Sembra quasi che, giorno dopo giorno, la paura cominci davvero a fare novanta. E alcune certezze, alcune posture da grandi uomini che non temono la realtà, qualunque essa sia, svaniscono, tramutandosi in più miti consigli. «Ci vuole la massima cautela, pensiamo alla ricaduta internazionale. Decideranno i parlamentari ma probabilmente potranno bastare le audizioni ai dirigenti della Banca d’Italia di quel periodo». Chi ha detto queste parole ieri mattina in un’intervista a Radio Capital? E riferito a cosa? Il presidente della Commissione di inchiesta sul sistema bancario finanziario, Pier Ferdinando Casini, definendo «non strettamente necessaria» l’audizione dell’ex governatore, Mario Draghi. Ma guarda.

§ **RECORD DA UTILIZZARE**
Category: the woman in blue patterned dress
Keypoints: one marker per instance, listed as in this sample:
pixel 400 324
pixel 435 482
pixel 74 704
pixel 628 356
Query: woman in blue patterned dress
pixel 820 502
---
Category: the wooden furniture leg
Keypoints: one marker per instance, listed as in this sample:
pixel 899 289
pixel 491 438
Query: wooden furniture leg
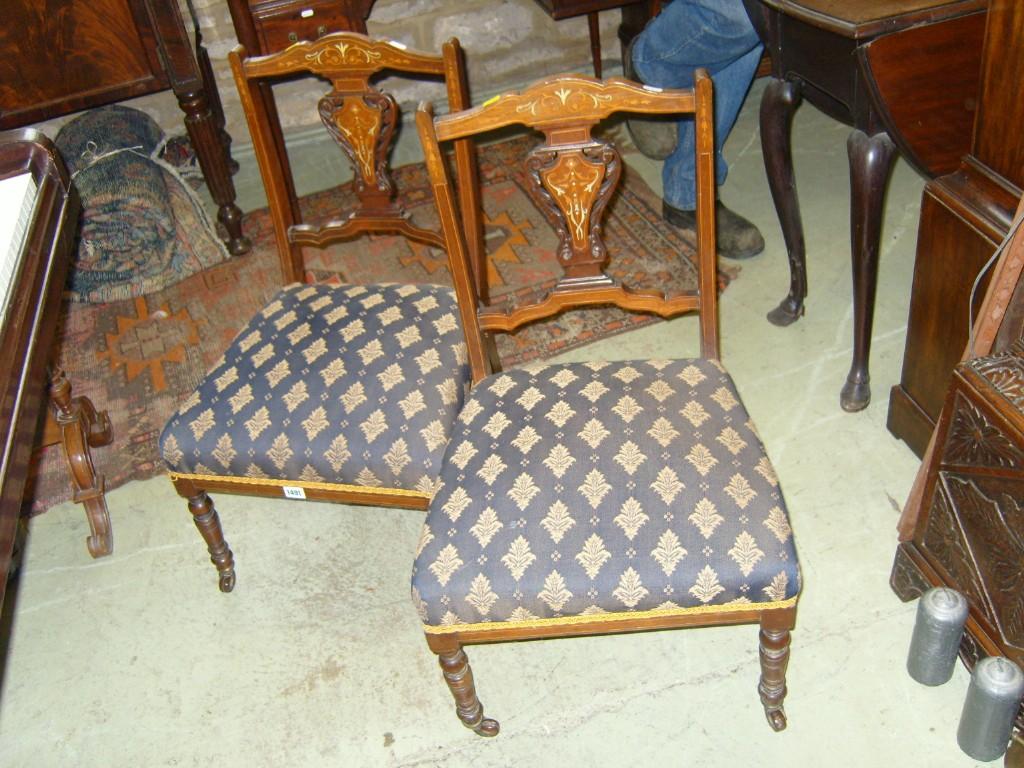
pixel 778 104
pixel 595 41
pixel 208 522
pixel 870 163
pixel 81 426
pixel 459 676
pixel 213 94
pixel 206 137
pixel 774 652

§ **COSA SI CHIEDE**
1. Secondo il testo sull'audizione di Mario Draghi, chi presiede la Commissione di inchiesta sul sistema bancario finanziario?
2. Nei record, riscriva soltanto le righe a partire da quella che contiene "Category: the wooden furniture leg" fino a quella che contiene "pixel 774 652", entrambe incluse, sostituendo "wooden" con "metal" e lasciando invariato tutto il resto. Ometta le immagini dalla risposta.
Il testo e i record costituiscono materiali distinti e indipendenti.

§ **RISULTATI**
1. Pier Ferdinando Casini.

2.
Category: the metal furniture leg
Keypoints: one marker per instance, listed as in this sample:
pixel 899 289
pixel 491 438
Query: metal furniture leg
pixel 778 104
pixel 595 41
pixel 208 522
pixel 870 163
pixel 81 426
pixel 459 676
pixel 213 94
pixel 206 137
pixel 774 652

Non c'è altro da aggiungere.